* [抜粋本文]:
============================================================

■縦と横のテンション差

   
   

ご無沙汰しております。

インターハイや中体連で忙しくしていましたが、それが終わった途端の大雨の連続!

いや~、中体連は、例年雨に泣かされることが多いのですが、今回は、逆に炎天下に泣かされた中体連でした。

・・・で、久しぶりの投稿は、「縦(メイン)と横(クロス)のテンション差」について書いてみたいと思います。

 

よく「縦を50ポンド、横を48ポンドで」という言うような注文をされるかと思いますが、これがテンション差ですね。

その差は2ポンドなので、あまり問題点は無いように感じますが、、ストリンギングにおいて、縦と横のテンション差は、結構大きな問題点となります。

そう、「ラケットの変形」という問題に直面するからです。

例えば、膨らみやすいラケット(ピュアアエロなど)に、縦50Lbs(ポンド)、横47Lbsと言うようなセッティングにしますと、何も手を打たなければ、丸々と膨らんだラケットが完成してしまいます。

ラケットの変形は、スイートスポットの位置に影響を及ぼしますので、打感がボヤケたり硬くなったりします。

 

実は、これには、ラケットやテンションだけではなく、マシンやストリングの特性も絡んでくるので、もの凄く複雑な話になってしまいます。

もちろん、ストリンガーという一番大きな問題点は言うに及ばずですが・・・

 

話を戻します。

それでは、縦と横のテンション差をつけると何がどうなるのでしょうか?

まず、片方のテンションが下がるワケですから、単純に打感が「柔らかくなる」です。

「柔らかくなる」⇒ストリングが撓む(たわむ)時間が長くなるので、「ホールド感が増します」。

「ホールド感が増す」と、ストリングがボールを捕まえている時間が長くなるので、押したり擦ったりとうような、ボールに対しての操作がし易くなります。

単純に、全体的なテンションを落として柔らかく張ってやれば、ボールのホールド感がましたり、弾きを出したりすることができますが、ポリでは良くても、ナイロンだと飛びすぎが発生したりします。

通常だと腰が強く硬めのストリングは、低いテンションで張っていても、たわみが少なく、ボールを弾く感じが残るので、スイングスピードが速くないプレイヤーにとっては、扱い難いものとなってしまいますが、38Lbs/33Lbsのように縦と横で5Lbsほど差を出してあげると、ビックリするくらいホールド感が強まります。

============================================================

(物体の出現位置に関するデータセットの行)
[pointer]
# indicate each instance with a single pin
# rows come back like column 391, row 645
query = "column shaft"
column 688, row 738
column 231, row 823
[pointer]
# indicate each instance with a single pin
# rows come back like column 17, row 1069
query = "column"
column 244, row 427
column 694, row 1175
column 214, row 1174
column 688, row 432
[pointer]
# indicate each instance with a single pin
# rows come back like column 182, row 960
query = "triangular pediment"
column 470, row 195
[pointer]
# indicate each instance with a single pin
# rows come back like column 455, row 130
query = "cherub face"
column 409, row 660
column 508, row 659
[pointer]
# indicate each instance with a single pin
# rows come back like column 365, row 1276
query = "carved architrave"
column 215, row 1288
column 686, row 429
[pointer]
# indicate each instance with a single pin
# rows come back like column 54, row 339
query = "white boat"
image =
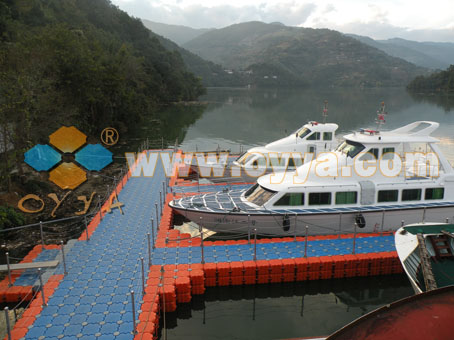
column 356, row 186
column 426, row 251
column 281, row 155
column 287, row 153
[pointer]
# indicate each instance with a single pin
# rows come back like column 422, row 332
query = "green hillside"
column 177, row 33
column 82, row 62
column 211, row 74
column 434, row 55
column 438, row 82
column 317, row 57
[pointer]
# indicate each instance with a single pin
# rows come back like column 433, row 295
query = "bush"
column 10, row 218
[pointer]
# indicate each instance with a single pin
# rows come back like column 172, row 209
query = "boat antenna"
column 325, row 112
column 381, row 115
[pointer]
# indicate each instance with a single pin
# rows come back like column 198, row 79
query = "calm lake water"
column 235, row 117
column 249, row 118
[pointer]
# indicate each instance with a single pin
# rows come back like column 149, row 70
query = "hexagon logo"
column 68, row 176
column 67, row 139
column 93, row 157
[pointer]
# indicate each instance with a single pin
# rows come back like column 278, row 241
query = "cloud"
column 290, row 13
column 349, row 16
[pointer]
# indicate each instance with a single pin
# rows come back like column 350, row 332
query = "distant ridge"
column 434, row 55
column 177, row 33
column 294, row 55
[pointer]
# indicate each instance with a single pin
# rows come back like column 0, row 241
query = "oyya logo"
column 68, row 140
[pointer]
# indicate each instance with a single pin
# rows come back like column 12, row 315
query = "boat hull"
column 318, row 223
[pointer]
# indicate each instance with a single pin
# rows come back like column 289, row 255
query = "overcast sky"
column 421, row 20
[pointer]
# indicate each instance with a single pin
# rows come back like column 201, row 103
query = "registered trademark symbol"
column 110, row 136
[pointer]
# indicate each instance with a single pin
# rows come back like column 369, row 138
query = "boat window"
column 292, row 199
column 350, row 148
column 314, row 136
column 370, row 155
column 388, row 153
column 259, row 195
column 259, row 161
column 327, row 136
column 434, row 193
column 346, row 197
column 411, row 194
column 303, row 132
column 250, row 190
column 319, row 198
column 387, row 195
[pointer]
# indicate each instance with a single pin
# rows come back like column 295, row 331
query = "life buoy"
column 360, row 221
column 286, row 223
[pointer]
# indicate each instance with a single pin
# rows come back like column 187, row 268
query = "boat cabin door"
column 367, row 192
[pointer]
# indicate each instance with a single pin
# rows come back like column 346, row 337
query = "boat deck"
column 93, row 301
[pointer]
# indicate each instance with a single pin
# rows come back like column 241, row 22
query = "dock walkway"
column 92, row 301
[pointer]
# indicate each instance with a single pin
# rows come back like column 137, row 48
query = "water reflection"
column 279, row 311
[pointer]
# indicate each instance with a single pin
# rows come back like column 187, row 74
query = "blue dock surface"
column 93, row 300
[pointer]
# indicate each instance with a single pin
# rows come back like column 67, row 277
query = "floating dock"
column 93, row 299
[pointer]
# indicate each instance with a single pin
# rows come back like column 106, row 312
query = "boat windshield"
column 301, row 133
column 350, row 148
column 259, row 195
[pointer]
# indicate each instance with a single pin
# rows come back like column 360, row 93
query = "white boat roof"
column 416, row 132
column 321, row 127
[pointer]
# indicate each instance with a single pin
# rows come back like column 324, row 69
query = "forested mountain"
column 211, row 74
column 296, row 55
column 433, row 55
column 438, row 82
column 79, row 61
column 177, row 33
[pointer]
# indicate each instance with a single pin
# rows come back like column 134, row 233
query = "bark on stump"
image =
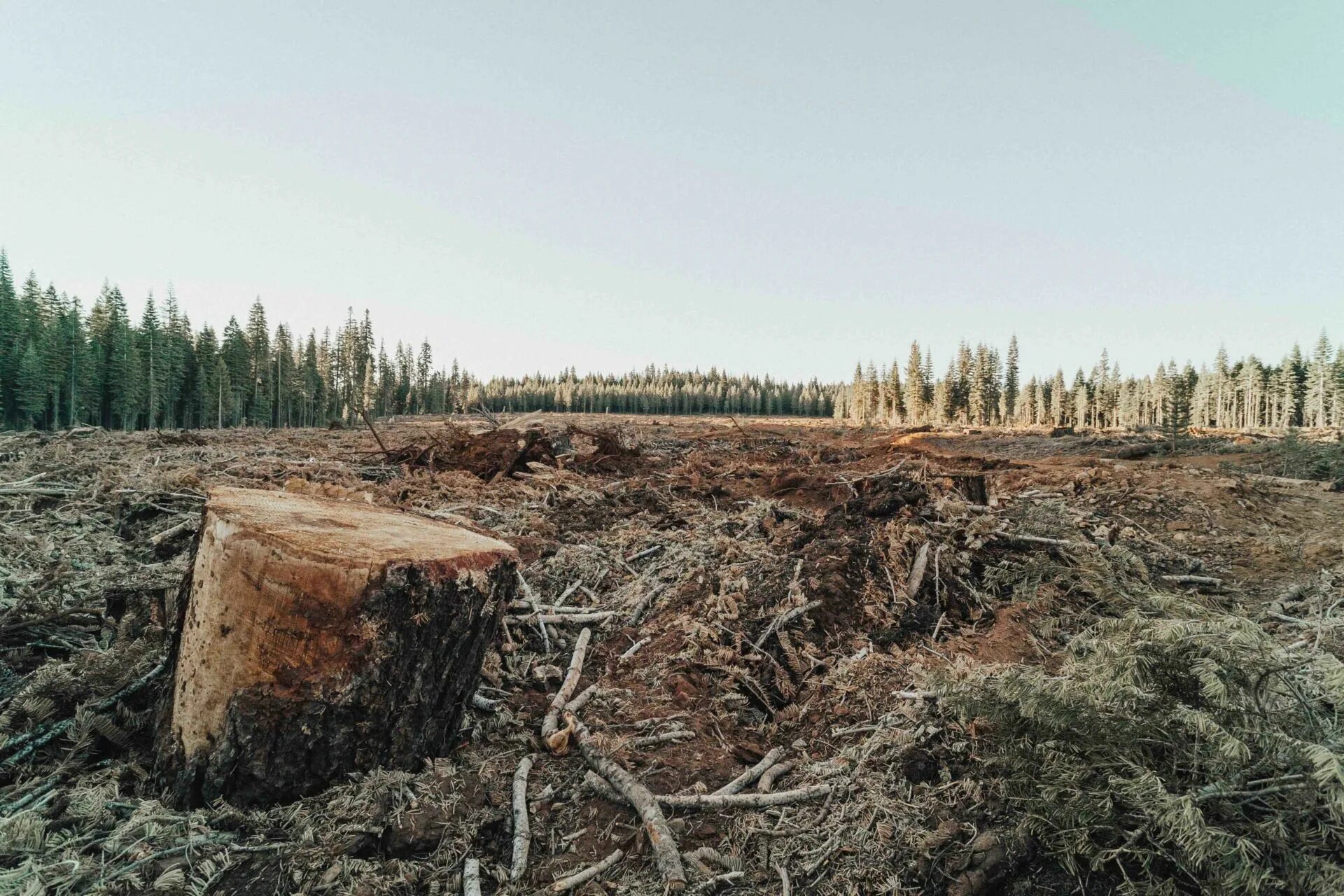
column 321, row 637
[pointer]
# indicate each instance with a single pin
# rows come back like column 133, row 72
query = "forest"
column 61, row 367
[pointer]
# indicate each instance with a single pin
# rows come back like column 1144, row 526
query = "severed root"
column 917, row 571
column 636, row 794
column 522, row 830
column 742, row 780
column 714, row 883
column 484, row 704
column 666, row 738
column 772, row 776
column 746, row 801
column 715, row 801
column 550, row 726
column 578, row 703
column 587, row 875
column 470, row 878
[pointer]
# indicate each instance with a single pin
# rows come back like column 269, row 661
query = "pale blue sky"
column 772, row 187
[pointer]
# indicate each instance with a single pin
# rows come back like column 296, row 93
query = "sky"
column 778, row 188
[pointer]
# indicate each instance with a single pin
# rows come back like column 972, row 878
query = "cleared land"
column 834, row 608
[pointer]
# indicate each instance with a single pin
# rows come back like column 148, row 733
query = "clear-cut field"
column 752, row 586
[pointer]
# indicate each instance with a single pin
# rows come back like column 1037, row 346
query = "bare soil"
column 699, row 535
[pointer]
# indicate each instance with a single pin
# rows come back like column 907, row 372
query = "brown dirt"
column 746, row 520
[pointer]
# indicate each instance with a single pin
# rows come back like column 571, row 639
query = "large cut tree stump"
column 321, row 637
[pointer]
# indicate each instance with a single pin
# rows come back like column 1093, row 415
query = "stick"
column 742, row 780
column 564, row 618
column 571, row 680
column 470, row 878
column 484, row 704
column 168, row 535
column 587, row 875
column 773, row 774
column 643, row 606
column 1193, row 580
column 666, row 738
column 745, row 801
column 662, row 840
column 784, row 618
column 601, row 788
column 522, row 830
column 714, row 883
column 578, row 703
column 377, row 437
column 531, row 599
column 635, row 648
column 917, row 571
column 1037, row 539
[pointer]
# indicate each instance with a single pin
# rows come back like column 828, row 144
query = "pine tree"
column 30, row 387
column 916, row 405
column 1011, row 382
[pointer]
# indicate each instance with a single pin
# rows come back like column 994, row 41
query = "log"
column 321, row 637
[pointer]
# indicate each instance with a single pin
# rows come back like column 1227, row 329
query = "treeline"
column 660, row 391
column 61, row 365
column 64, row 367
column 983, row 388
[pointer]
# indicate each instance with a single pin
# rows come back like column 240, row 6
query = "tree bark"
column 321, row 637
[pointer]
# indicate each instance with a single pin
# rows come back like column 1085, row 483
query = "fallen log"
column 320, row 637
column 662, row 841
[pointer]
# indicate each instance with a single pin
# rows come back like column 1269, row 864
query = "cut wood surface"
column 321, row 637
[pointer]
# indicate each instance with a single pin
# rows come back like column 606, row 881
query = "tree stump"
column 321, row 637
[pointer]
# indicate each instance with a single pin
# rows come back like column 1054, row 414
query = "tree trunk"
column 321, row 637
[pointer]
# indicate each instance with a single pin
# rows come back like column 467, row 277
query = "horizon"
column 444, row 362
column 784, row 194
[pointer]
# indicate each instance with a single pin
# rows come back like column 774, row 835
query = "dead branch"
column 784, row 618
column 745, row 780
column 917, row 571
column 662, row 840
column 587, row 875
column 550, row 726
column 773, row 774
column 522, row 830
column 470, row 878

============================================================

* [練習課題]:
1) テンション差の記事に例として出てくる縦と横のテンションの組み合わせを、すべて挙げてください。
2) テンション差の記事から、「ご無沙汰しております。」に始まり「結構大きな問題点となります。」に至るまでの部分を、一字も変えずに抜き出してください。

* [解答]:
1)
縦50ポンド・横48ポンド
縦50ポンド・横47ポンド
縦38ポンド・横33ポンド

2)
ご無沙汰しております。

インターハイや中体連で忙しくしていましたが、それが終わった途端の大雨の連続!

いや~、中体連は、例年雨に泣かされることが多いのですが、今回は、逆に炎天下に泣かされた中体連でした。

・・・で、久しぶりの投稿は、「縦(メイン)と横(クロス)のテンション差」について書いてみたいと思います。

 

よく「縦を50ポンド、横を48ポンドで」という言うような注文をされるかと思いますが、これがテンション差ですね。

その差は2ポンドなので、あまり問題点は無いように感じますが、、ストリンギングにおいて、縦と横のテンション差は、結構大きな問題点となります。